#### Activity:
Keep each line of the material that includes "ceiling", and leave out the rest.

*** Opening Given records ***

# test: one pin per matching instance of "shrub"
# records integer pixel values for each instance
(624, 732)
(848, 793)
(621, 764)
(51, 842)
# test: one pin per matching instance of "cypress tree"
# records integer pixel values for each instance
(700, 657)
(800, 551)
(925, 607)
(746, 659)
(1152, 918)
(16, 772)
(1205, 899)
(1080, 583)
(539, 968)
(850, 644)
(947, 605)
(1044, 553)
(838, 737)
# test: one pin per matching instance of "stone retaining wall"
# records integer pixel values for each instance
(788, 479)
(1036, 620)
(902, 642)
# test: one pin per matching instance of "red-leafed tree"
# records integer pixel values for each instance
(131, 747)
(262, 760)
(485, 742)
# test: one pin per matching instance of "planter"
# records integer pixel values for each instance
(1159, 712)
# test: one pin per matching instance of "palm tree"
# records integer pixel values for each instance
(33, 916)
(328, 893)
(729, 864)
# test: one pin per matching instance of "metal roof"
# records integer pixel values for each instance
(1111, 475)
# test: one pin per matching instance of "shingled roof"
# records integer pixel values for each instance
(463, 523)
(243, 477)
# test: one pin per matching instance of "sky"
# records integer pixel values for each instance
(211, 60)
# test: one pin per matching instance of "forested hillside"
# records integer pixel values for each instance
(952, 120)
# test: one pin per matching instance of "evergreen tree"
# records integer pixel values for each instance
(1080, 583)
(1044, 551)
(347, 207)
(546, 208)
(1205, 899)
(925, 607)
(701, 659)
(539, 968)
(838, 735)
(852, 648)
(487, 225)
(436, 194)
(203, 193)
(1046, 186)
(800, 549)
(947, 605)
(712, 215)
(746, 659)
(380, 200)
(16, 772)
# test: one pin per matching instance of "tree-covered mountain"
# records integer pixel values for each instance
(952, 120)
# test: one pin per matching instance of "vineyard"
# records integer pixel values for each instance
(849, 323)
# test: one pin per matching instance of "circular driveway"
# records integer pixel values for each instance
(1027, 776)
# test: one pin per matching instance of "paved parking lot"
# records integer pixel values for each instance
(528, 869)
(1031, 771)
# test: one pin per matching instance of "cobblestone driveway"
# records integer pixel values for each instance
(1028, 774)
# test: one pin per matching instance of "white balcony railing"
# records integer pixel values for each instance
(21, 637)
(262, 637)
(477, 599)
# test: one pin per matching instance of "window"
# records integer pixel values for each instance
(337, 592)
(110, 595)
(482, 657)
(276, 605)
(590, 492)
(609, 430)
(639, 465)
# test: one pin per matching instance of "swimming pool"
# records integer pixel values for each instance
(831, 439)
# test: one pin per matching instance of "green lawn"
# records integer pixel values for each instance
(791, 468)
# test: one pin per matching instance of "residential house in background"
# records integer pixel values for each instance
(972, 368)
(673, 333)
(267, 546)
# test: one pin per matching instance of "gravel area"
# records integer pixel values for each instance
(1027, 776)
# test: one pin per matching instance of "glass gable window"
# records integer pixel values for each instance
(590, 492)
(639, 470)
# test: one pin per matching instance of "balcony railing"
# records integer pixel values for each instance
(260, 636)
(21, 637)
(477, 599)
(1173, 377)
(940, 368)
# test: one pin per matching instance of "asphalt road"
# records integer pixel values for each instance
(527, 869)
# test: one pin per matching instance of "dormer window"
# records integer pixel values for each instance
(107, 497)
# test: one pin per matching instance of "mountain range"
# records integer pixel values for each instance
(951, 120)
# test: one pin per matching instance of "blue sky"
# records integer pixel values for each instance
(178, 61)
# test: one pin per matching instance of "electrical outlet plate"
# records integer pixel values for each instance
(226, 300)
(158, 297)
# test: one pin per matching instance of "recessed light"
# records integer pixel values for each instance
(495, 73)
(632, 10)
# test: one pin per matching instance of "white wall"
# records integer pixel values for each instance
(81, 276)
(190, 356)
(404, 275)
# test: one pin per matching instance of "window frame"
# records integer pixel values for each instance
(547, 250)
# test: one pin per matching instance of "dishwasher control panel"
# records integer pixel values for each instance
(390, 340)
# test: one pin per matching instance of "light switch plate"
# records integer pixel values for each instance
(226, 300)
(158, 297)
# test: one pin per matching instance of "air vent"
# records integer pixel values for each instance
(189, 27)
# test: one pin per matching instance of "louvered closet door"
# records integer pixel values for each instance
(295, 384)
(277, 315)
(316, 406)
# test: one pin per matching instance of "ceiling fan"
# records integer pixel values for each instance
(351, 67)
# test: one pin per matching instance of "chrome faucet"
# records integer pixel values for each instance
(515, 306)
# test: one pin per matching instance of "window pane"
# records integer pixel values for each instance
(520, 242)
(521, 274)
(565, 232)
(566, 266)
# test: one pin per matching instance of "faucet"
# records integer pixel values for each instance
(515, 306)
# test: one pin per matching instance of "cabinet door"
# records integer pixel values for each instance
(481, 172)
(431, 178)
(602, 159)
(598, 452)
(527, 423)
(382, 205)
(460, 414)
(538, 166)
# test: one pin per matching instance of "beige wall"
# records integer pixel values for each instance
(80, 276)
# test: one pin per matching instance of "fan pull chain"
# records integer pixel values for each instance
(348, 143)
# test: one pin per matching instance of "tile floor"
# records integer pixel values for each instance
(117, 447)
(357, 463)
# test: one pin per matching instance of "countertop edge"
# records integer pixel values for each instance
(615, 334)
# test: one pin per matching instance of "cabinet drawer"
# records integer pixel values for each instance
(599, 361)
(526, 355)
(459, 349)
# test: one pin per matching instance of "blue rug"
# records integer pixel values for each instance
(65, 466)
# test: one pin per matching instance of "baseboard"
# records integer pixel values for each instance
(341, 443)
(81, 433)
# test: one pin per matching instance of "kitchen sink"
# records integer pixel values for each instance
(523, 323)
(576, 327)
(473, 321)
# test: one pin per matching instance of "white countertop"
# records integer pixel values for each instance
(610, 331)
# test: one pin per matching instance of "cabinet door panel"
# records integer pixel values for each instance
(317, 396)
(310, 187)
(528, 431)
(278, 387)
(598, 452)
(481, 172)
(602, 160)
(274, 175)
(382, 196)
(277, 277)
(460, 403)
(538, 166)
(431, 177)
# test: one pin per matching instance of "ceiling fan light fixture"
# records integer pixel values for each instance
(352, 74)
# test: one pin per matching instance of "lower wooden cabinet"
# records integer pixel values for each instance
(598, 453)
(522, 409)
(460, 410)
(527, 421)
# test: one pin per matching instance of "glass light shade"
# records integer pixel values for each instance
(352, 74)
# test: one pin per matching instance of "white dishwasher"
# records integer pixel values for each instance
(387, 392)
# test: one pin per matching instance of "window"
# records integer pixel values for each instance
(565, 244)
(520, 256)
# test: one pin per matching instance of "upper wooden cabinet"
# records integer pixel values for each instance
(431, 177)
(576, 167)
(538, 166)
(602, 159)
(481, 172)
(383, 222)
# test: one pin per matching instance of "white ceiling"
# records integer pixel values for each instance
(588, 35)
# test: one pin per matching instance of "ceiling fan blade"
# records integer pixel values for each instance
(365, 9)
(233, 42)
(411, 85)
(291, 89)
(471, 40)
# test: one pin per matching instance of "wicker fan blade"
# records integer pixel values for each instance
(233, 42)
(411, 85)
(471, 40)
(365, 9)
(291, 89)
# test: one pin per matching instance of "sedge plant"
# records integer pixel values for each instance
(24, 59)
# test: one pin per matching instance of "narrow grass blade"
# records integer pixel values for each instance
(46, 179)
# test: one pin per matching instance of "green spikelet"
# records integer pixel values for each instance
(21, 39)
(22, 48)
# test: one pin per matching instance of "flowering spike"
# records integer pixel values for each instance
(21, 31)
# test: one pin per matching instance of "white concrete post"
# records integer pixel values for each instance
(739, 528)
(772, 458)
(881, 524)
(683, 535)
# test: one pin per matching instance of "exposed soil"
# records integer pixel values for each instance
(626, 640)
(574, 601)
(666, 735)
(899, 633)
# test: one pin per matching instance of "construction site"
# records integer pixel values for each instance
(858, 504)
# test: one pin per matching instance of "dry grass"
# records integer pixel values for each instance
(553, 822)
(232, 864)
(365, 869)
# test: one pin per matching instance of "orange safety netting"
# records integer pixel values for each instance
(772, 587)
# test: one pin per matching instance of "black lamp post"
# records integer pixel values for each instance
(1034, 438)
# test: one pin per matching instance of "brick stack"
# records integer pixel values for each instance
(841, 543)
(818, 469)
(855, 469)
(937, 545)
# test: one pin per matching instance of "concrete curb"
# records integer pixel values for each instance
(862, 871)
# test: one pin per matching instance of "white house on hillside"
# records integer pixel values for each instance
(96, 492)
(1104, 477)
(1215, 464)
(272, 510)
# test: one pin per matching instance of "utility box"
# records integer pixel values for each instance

*** Closing Given records ***

#### Written response:
# test: one pin per matching instance of "ceiling fan"
# test: one pin per matching instance of "ceiling fan light fixture"
# test: one pin per matching instance of "white ceiling"
# test: one pin per matching instance of "ceiling fan blade"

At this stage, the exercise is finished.